Start of Exercise passage

Nursing research has also received greater attention. There’s been an increased interest in research, in what patients are experiencing with it and with long-term effects. Nurses look at how people cope with health and illness. Nurses who are in COVID units have a good viewpoint of what’s happening to the patient, be it the physical things or the results of the different types of treatments occurring. I think, truthfully, this is going to give a lot of understanding about palliative care. We’ll learn from those nurses working with patients that they knew were not going to make it. We can learn what interventions were most important, such as, what was done to help the person when their family couldn’t be with them. What are those lessons learned that helped as people were going through their end-of-life experiences?

The pandemic may also impact policy. Some states loosened oversight for nurse practitioners so they could practice independently due to COVID. We have some Vanderbilt nurse researchers who delved into what happened with nurses who had that oversight removed and how that affected their practice. Now we’re going to have more evidence as opposed to opinion about what nurse practitioners can do independently.

Additionally—and our nursing informatics friends will be happy to hear this—nursing will be looking at what data is absolutely essential to collect, whether in inpatient or outpatient settings. The information could change situations where patients have to come into the office for things like getting their blood pressure checked. Maybe they don’t need to have so many office visits with utilization of telehealth and new devices. I think nurses are going to be heavily engaged with engineers in design, and I am looking forward to that.

What would you like your legacy at Vanderbilt to be?

End of Exercise passage
Start of Recorded information

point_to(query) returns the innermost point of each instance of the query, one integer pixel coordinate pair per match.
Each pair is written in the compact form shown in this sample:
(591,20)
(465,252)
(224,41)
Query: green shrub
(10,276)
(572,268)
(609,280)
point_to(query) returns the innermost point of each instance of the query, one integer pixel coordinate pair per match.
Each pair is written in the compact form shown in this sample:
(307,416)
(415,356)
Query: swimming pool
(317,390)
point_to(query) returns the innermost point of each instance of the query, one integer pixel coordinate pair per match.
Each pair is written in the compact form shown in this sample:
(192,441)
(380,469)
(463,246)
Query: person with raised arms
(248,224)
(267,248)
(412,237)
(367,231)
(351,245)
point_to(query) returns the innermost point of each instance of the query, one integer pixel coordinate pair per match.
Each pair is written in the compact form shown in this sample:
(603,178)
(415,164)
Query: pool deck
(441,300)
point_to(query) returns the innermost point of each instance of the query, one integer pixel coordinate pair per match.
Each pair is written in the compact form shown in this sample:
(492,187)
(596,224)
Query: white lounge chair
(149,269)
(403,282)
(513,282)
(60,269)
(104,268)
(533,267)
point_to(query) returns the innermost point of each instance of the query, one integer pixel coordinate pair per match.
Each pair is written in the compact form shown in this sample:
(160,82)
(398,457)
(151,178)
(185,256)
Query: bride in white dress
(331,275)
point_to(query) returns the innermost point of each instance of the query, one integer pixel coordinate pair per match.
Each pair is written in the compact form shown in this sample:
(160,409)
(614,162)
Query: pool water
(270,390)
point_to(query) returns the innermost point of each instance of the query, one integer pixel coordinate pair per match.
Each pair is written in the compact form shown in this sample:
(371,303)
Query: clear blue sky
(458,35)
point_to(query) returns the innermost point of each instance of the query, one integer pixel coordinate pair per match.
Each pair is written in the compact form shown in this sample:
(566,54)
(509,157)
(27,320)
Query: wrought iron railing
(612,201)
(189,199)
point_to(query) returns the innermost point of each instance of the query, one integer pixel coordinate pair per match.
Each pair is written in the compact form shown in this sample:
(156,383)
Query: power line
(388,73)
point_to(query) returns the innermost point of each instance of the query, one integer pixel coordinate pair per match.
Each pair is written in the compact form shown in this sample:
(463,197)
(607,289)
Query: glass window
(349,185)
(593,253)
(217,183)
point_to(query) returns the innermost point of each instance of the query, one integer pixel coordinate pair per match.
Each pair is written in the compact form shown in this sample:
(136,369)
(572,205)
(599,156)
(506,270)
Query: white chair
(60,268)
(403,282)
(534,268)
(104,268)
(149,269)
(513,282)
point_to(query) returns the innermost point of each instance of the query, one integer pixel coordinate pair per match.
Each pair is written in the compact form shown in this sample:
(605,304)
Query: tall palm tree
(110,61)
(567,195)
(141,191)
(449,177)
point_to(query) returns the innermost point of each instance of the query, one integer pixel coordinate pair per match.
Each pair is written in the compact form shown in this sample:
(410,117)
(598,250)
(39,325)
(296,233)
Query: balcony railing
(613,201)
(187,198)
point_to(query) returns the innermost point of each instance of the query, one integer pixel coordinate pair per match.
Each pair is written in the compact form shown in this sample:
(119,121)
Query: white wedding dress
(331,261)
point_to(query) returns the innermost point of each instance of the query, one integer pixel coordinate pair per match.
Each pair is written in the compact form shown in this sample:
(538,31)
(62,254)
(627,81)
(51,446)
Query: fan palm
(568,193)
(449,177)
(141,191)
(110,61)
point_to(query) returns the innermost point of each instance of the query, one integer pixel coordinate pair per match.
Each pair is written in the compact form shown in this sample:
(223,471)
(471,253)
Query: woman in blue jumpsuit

End of Recorded information
Start of Recorded information

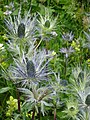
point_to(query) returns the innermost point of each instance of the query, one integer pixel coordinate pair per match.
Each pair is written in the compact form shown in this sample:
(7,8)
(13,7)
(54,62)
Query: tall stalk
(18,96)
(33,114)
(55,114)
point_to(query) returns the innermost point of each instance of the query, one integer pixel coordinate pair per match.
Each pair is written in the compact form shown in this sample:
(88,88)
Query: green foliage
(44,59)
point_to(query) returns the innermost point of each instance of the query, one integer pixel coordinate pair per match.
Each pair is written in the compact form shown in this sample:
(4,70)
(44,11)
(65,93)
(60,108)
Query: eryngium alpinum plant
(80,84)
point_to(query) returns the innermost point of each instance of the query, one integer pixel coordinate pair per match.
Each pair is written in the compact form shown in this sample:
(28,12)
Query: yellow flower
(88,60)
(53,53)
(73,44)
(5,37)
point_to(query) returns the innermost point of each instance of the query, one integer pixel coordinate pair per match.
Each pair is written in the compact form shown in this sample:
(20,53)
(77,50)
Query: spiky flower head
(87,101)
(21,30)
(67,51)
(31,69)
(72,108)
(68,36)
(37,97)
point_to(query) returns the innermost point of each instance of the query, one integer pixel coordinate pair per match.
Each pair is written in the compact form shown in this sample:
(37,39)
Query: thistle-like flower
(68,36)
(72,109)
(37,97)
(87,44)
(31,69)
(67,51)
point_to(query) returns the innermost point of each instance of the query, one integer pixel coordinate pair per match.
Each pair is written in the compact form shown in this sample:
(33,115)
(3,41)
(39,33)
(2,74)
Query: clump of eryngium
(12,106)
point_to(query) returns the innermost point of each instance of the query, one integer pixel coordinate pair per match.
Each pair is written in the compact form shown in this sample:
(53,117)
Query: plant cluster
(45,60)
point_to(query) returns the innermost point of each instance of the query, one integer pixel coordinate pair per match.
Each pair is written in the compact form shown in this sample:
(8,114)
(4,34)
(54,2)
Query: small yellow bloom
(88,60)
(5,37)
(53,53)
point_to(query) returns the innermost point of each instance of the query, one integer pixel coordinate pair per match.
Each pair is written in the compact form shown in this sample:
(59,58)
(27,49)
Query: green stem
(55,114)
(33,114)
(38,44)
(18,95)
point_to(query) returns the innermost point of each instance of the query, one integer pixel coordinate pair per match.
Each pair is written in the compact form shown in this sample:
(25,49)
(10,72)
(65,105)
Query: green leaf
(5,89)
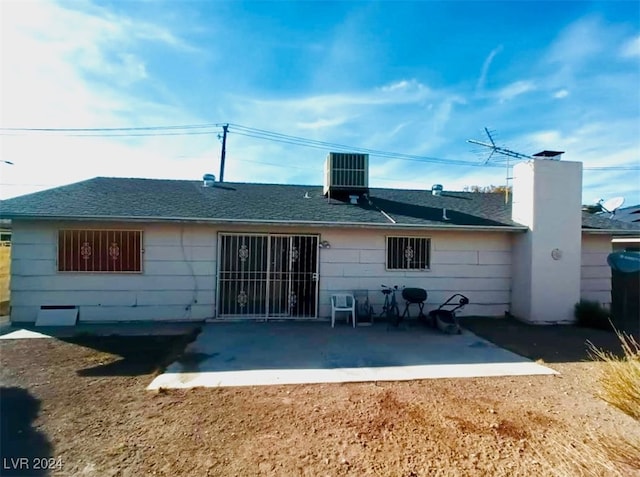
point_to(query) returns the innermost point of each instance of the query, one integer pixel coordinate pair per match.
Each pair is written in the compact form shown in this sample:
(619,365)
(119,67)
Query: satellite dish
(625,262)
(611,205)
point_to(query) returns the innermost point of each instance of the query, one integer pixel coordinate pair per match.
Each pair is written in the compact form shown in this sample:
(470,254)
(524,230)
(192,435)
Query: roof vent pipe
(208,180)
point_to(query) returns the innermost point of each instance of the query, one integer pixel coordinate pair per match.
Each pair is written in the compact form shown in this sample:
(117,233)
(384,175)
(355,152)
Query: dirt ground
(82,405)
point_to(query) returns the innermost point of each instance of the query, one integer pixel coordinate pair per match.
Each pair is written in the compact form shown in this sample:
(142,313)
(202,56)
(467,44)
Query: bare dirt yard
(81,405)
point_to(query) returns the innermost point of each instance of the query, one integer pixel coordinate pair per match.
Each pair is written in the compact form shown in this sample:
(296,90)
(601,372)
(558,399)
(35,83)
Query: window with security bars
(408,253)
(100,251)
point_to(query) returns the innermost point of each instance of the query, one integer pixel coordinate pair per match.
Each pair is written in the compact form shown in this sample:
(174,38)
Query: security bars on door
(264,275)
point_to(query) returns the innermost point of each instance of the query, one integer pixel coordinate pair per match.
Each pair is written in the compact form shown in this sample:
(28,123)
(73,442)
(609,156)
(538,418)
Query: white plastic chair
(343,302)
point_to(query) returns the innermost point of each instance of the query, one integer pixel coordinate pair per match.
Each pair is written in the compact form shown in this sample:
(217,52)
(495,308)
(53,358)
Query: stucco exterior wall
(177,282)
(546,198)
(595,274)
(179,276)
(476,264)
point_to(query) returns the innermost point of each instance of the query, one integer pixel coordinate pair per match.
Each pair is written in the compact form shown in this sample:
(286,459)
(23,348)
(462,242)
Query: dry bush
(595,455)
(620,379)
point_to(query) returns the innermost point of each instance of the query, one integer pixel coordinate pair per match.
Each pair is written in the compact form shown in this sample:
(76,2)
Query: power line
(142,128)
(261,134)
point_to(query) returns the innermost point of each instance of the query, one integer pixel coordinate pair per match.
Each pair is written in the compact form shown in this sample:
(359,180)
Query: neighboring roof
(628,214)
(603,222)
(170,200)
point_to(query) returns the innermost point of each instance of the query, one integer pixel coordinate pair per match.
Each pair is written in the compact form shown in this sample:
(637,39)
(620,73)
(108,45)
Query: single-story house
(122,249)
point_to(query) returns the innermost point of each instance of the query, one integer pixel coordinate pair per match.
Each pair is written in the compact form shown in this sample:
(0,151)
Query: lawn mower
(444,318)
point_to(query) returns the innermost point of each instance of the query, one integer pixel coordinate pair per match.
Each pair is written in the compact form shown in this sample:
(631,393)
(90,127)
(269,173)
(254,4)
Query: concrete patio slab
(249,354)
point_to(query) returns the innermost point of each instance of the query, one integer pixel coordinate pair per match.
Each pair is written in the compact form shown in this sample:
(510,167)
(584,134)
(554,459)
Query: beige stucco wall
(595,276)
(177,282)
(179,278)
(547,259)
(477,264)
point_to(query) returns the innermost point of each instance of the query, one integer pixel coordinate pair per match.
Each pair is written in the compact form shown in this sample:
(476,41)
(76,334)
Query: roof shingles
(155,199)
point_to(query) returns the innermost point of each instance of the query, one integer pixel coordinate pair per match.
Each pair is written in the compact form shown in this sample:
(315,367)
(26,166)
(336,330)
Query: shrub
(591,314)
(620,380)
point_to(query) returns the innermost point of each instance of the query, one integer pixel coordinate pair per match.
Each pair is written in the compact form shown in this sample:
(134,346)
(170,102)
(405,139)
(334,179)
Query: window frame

End of Recorded information

Work request:
Which kinds of professionals are named in the passage on nursing and the pandemic?

Problem solution:
- Nurses
- Vanderbilt nurse researchers
- Nurse practitioners
- Nursing informatics friends
- Engineers